+++ LISTED RECORDS
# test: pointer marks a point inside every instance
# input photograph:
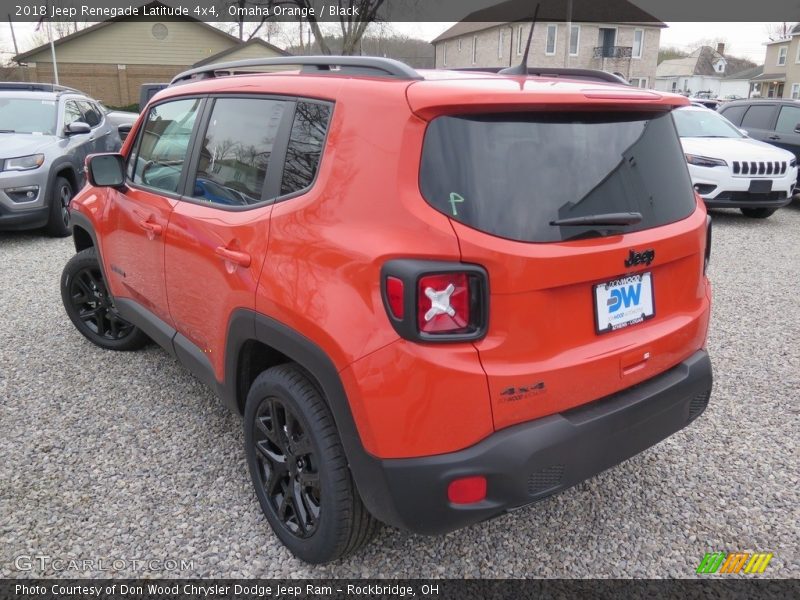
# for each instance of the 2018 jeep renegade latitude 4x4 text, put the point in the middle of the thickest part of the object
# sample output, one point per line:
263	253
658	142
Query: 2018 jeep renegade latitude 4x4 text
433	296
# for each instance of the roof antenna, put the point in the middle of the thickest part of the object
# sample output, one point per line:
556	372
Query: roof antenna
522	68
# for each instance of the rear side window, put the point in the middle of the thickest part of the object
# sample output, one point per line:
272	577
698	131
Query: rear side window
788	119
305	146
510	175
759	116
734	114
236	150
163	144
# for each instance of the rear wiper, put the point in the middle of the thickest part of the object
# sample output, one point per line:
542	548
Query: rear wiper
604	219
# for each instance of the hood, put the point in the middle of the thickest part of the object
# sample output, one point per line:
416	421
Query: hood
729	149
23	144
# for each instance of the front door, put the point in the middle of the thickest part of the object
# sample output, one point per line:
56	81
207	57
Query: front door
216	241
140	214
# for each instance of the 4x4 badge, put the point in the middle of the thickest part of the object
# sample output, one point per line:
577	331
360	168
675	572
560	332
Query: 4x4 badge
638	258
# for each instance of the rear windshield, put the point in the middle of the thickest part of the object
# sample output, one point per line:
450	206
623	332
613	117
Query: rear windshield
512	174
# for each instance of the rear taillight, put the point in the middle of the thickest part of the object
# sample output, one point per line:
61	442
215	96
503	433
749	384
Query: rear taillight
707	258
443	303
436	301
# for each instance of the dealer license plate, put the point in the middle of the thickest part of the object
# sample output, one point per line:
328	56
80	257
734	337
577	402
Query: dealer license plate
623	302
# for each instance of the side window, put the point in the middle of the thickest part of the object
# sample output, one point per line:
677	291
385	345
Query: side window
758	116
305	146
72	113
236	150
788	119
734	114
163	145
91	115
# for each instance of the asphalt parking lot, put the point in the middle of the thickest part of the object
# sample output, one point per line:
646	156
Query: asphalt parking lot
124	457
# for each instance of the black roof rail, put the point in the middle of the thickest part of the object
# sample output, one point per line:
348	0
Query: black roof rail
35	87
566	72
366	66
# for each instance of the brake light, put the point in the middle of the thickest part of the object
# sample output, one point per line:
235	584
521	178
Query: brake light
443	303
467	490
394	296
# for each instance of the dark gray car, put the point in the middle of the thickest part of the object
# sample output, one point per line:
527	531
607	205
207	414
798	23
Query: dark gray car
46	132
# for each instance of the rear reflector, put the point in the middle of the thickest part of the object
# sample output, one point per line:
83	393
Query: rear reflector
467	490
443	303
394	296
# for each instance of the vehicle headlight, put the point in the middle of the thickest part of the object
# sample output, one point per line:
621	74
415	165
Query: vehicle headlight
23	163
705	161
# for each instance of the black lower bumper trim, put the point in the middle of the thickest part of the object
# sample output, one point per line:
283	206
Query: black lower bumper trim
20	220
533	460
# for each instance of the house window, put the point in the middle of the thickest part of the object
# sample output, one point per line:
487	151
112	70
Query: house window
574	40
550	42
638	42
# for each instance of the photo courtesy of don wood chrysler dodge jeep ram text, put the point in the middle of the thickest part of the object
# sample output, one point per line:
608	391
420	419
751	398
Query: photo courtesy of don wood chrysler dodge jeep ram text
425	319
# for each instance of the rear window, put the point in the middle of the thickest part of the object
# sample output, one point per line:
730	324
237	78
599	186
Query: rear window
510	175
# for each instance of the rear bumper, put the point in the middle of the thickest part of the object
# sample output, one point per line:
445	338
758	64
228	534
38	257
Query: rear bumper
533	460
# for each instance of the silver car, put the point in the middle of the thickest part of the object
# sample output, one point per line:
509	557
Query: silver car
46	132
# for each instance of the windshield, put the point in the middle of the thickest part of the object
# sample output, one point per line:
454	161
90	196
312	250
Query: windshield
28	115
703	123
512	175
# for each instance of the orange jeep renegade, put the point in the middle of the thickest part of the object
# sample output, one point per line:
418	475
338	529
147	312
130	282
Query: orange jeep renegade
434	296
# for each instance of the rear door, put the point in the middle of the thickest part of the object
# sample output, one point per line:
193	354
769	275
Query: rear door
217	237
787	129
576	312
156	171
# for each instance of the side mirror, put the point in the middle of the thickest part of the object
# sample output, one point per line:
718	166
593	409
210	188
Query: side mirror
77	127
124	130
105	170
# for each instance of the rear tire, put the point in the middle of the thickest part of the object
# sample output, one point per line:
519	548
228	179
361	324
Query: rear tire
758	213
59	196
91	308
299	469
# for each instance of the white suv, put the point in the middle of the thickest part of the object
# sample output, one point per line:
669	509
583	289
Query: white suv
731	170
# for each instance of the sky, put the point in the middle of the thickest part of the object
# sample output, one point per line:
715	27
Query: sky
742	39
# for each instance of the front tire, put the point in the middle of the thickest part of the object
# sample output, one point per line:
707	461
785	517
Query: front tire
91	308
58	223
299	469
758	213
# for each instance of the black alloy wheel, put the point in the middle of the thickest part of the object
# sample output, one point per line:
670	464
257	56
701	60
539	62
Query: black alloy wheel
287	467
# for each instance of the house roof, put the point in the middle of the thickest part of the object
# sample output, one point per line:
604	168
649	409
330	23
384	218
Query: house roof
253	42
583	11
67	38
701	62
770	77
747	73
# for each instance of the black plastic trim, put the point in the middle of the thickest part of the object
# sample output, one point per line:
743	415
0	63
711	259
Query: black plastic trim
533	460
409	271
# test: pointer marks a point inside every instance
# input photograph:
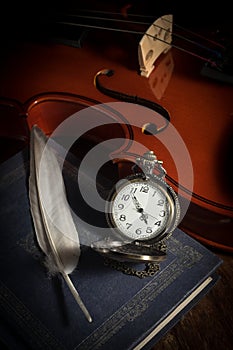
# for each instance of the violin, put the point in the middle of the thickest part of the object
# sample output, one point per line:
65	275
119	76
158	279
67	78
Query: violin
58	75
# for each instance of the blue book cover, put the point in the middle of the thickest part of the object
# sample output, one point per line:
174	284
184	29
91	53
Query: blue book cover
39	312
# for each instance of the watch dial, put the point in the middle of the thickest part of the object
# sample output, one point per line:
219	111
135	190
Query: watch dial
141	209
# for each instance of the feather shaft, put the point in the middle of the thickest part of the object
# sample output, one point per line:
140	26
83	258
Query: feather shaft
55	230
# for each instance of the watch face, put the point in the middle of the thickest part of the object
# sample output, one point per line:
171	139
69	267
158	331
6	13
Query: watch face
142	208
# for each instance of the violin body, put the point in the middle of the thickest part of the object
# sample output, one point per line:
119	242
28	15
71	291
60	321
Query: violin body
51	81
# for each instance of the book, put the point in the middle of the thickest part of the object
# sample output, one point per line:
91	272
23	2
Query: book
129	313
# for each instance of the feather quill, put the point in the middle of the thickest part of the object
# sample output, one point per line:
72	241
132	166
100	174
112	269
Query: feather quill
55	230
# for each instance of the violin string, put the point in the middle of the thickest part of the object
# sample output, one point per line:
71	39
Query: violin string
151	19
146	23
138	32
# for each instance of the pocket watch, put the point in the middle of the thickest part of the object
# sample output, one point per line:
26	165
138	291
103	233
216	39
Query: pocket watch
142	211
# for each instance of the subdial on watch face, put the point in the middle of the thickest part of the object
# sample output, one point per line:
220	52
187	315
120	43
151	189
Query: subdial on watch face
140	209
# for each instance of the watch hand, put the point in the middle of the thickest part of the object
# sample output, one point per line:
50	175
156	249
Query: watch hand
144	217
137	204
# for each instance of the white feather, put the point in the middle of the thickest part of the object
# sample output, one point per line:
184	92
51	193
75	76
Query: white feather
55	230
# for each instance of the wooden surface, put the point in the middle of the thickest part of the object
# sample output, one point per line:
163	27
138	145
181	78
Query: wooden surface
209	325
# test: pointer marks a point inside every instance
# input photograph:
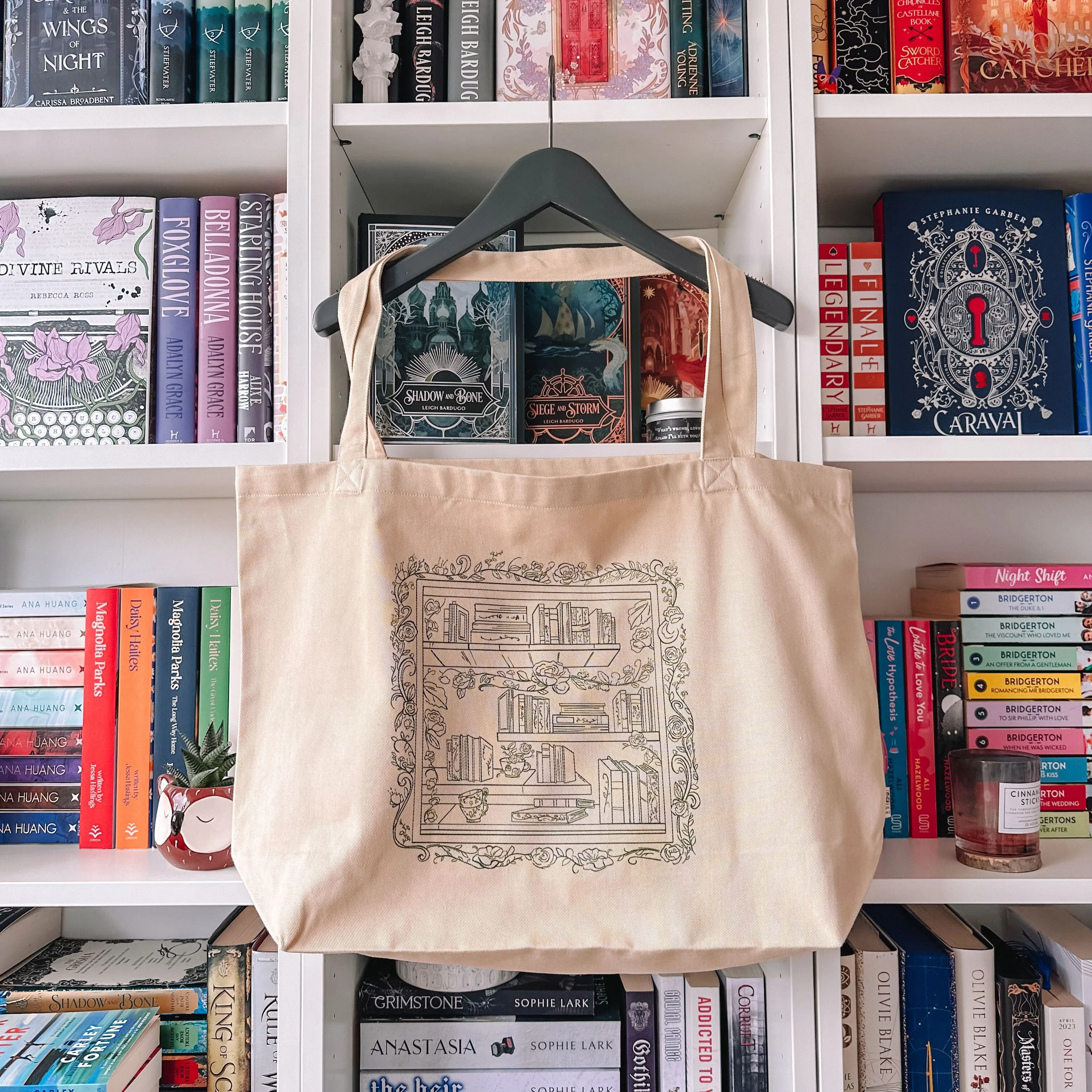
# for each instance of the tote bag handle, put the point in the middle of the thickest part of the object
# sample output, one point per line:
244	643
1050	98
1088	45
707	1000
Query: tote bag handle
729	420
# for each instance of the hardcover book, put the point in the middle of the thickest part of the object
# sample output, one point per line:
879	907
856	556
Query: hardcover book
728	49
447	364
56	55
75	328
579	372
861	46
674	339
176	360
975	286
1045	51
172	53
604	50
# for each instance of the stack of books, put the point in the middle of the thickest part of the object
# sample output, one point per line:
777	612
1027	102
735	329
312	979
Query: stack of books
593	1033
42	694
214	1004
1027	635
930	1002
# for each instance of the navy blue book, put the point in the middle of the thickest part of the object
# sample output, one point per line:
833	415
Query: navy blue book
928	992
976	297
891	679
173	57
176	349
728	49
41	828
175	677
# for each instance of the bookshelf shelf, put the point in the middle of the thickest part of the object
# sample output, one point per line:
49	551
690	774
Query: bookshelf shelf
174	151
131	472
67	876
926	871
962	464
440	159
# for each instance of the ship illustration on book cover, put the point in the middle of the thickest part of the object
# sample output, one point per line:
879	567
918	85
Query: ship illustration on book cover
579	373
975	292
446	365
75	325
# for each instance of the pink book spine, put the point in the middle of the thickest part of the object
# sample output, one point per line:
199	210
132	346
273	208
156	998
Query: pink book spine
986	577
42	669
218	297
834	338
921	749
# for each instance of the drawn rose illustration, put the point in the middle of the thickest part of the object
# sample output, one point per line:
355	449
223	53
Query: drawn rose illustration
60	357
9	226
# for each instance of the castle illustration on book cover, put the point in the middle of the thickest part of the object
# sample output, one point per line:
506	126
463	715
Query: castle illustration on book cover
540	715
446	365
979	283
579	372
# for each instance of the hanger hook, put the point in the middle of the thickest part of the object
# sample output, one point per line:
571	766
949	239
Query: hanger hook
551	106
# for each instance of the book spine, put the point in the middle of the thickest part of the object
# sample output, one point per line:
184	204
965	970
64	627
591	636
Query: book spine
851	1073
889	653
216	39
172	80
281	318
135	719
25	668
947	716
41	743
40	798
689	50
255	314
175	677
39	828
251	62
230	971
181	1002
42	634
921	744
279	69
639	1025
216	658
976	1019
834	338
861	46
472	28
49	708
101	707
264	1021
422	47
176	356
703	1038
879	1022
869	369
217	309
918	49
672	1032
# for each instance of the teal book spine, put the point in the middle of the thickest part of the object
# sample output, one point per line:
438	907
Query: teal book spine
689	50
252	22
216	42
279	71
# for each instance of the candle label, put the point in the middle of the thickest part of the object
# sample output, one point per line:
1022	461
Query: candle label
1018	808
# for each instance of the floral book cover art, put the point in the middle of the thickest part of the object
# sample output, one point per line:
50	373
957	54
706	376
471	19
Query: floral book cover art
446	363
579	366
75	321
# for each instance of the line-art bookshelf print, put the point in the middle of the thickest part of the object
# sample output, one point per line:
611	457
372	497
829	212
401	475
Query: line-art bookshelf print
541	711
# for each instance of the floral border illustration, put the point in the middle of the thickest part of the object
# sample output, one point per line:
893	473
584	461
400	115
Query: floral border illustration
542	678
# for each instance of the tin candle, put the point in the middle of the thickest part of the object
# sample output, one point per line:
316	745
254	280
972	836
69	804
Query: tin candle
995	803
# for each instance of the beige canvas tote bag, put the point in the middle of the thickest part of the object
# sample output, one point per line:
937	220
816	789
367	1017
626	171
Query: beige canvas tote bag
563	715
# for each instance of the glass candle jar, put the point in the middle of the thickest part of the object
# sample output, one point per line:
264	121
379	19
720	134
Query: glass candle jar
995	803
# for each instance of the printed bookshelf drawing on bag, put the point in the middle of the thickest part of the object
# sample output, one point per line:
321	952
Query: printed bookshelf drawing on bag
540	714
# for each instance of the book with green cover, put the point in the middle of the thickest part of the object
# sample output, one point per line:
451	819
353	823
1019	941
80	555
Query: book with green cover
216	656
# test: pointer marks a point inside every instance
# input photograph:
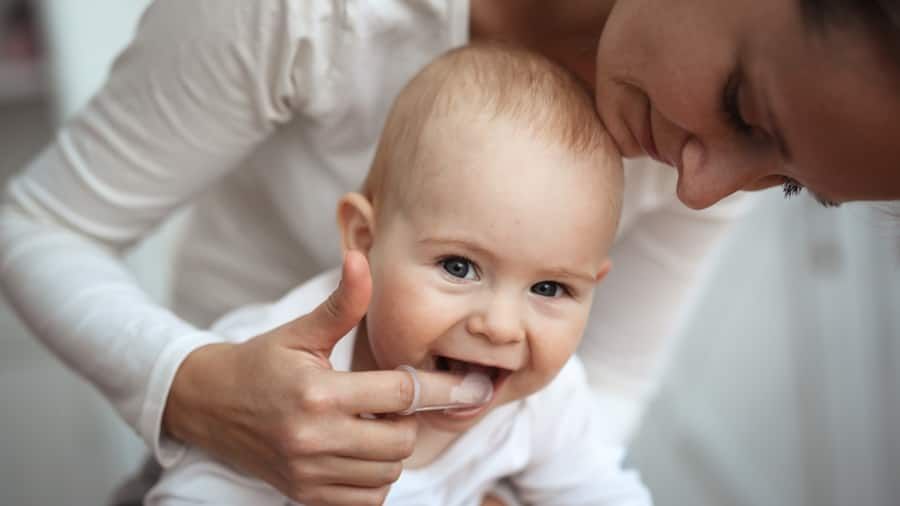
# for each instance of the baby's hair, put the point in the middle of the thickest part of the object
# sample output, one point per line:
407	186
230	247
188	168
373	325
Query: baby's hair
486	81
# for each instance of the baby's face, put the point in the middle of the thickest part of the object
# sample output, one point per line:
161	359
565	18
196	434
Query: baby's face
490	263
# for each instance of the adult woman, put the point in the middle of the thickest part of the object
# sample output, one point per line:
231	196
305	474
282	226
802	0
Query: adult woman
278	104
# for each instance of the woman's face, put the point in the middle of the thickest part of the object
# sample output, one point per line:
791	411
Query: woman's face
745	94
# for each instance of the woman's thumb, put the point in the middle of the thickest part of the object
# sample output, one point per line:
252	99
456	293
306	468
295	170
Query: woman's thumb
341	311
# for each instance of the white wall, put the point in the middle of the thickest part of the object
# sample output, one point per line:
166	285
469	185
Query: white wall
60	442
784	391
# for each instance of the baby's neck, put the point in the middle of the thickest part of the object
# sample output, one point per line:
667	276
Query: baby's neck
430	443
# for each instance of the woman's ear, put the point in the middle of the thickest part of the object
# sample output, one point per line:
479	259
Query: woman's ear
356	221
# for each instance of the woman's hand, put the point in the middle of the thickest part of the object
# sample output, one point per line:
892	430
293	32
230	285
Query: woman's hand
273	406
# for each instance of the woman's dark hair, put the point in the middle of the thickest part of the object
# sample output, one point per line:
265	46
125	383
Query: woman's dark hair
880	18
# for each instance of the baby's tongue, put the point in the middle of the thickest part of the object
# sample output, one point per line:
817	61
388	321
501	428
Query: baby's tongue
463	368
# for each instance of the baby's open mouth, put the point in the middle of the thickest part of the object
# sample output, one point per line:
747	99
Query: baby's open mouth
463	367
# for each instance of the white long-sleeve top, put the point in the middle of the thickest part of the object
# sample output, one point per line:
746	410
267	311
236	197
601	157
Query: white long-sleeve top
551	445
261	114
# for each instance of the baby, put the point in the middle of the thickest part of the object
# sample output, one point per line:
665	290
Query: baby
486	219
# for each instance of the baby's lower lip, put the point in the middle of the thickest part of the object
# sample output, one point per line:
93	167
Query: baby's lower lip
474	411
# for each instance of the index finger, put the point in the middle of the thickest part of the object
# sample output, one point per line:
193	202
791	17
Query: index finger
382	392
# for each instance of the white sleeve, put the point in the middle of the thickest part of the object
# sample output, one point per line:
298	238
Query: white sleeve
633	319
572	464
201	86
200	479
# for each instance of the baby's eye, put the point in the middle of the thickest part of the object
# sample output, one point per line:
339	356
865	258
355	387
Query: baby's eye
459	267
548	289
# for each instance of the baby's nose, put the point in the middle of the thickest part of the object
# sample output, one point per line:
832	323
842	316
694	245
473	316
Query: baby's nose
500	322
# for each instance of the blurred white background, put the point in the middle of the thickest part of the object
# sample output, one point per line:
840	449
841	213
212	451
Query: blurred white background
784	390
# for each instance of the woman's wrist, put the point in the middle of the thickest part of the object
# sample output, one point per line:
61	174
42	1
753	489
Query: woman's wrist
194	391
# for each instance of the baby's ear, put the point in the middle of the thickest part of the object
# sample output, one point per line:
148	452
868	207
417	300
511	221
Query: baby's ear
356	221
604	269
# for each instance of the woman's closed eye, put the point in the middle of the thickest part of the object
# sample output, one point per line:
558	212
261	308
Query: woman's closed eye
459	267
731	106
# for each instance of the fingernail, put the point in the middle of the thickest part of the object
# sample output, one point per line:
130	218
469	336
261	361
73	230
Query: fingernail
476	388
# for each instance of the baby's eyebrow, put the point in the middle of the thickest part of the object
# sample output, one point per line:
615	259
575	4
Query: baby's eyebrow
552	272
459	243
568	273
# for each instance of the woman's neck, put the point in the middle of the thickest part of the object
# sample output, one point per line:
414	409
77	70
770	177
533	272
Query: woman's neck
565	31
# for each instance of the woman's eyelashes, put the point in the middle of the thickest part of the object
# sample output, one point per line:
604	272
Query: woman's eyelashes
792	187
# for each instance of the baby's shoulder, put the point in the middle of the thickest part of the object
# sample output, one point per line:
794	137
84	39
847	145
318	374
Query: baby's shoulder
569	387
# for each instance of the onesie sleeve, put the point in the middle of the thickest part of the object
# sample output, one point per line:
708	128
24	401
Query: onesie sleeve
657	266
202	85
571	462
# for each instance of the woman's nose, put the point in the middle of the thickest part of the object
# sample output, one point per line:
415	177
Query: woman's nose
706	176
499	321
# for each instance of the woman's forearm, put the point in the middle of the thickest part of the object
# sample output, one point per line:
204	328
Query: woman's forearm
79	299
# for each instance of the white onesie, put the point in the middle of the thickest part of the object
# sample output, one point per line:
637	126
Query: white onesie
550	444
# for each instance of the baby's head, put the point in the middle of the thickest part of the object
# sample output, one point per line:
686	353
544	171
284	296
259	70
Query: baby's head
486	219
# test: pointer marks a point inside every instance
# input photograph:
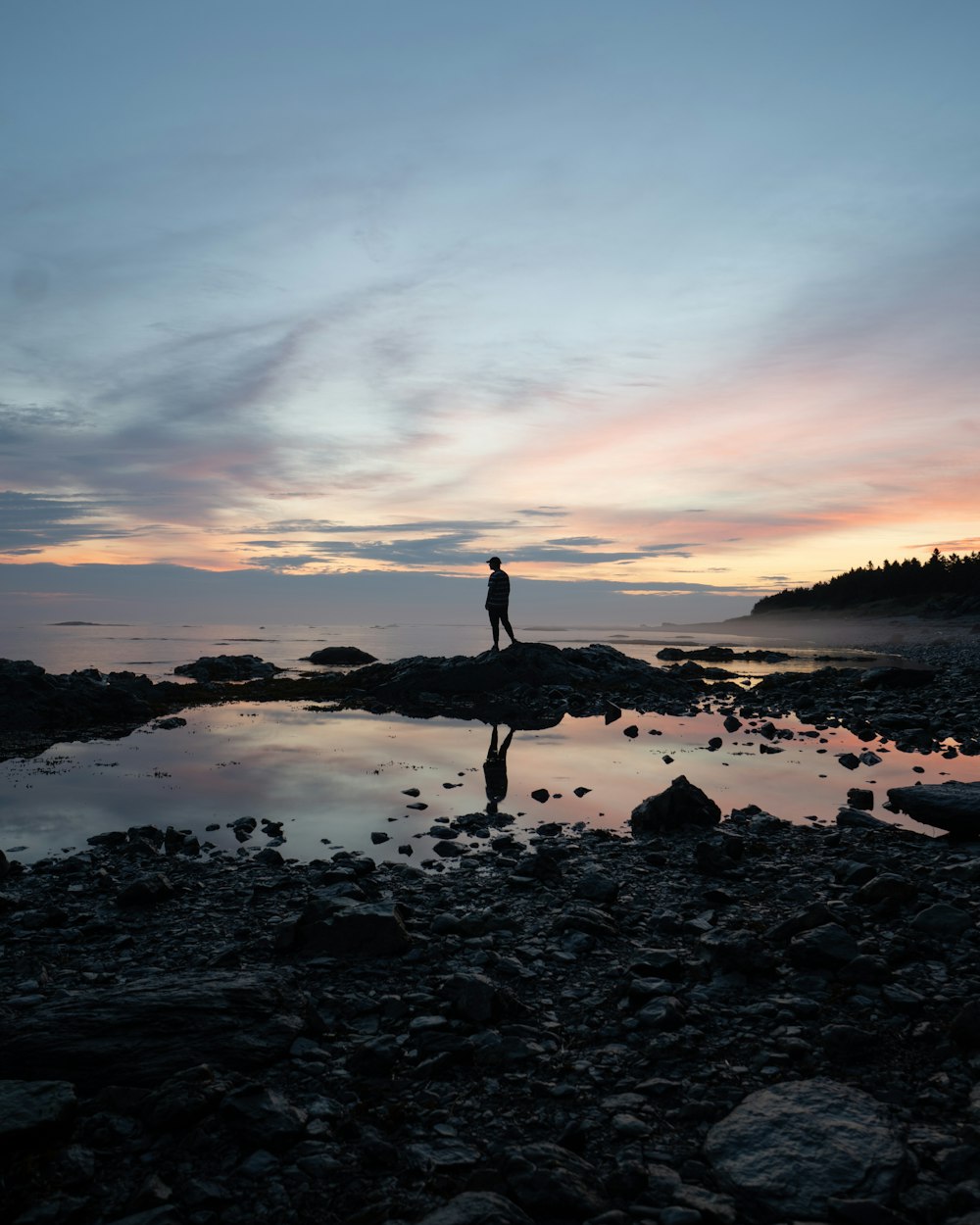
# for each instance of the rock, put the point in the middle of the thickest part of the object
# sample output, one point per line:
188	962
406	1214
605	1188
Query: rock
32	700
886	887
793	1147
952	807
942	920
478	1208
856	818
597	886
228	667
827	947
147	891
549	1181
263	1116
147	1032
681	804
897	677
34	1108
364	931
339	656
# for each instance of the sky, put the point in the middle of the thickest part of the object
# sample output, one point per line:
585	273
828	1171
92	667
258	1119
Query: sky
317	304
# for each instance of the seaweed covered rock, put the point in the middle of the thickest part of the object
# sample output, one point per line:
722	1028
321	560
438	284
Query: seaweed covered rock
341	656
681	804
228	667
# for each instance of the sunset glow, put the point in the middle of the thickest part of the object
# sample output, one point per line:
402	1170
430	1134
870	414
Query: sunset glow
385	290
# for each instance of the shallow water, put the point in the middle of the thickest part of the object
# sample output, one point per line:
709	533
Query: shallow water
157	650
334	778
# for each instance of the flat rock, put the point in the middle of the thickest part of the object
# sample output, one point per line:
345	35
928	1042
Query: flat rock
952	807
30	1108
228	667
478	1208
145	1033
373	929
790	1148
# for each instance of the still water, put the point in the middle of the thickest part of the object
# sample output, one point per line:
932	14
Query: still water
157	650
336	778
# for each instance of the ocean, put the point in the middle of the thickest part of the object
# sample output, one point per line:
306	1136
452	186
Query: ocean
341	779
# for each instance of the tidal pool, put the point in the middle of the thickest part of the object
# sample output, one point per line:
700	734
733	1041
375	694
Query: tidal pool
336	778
++++++
Restate the lines of the records exactly, starting at the first and stopping after the line with "# for each instance of the rear side". Leave out any picture.

EXERCISE SOLUTION:
# test: pointer marks a point inside every instance
# input photograph:
# for each instance of the 2018 jeep renegade latitude 4x4 text, put the point in the middle of the thickest part of the object
# sample output, one point per line:
263	253
658	142
Query: 2018 jeep renegade latitude 4x4 text
433	296
# for each instance of the roof antenna, put the point in the middle of the thickest part of the object
# sample output, one point per line:
556	372
Query: roof antenna
522	68
# for each instance of the rear side window, put the point in the middle of the thickest part of the object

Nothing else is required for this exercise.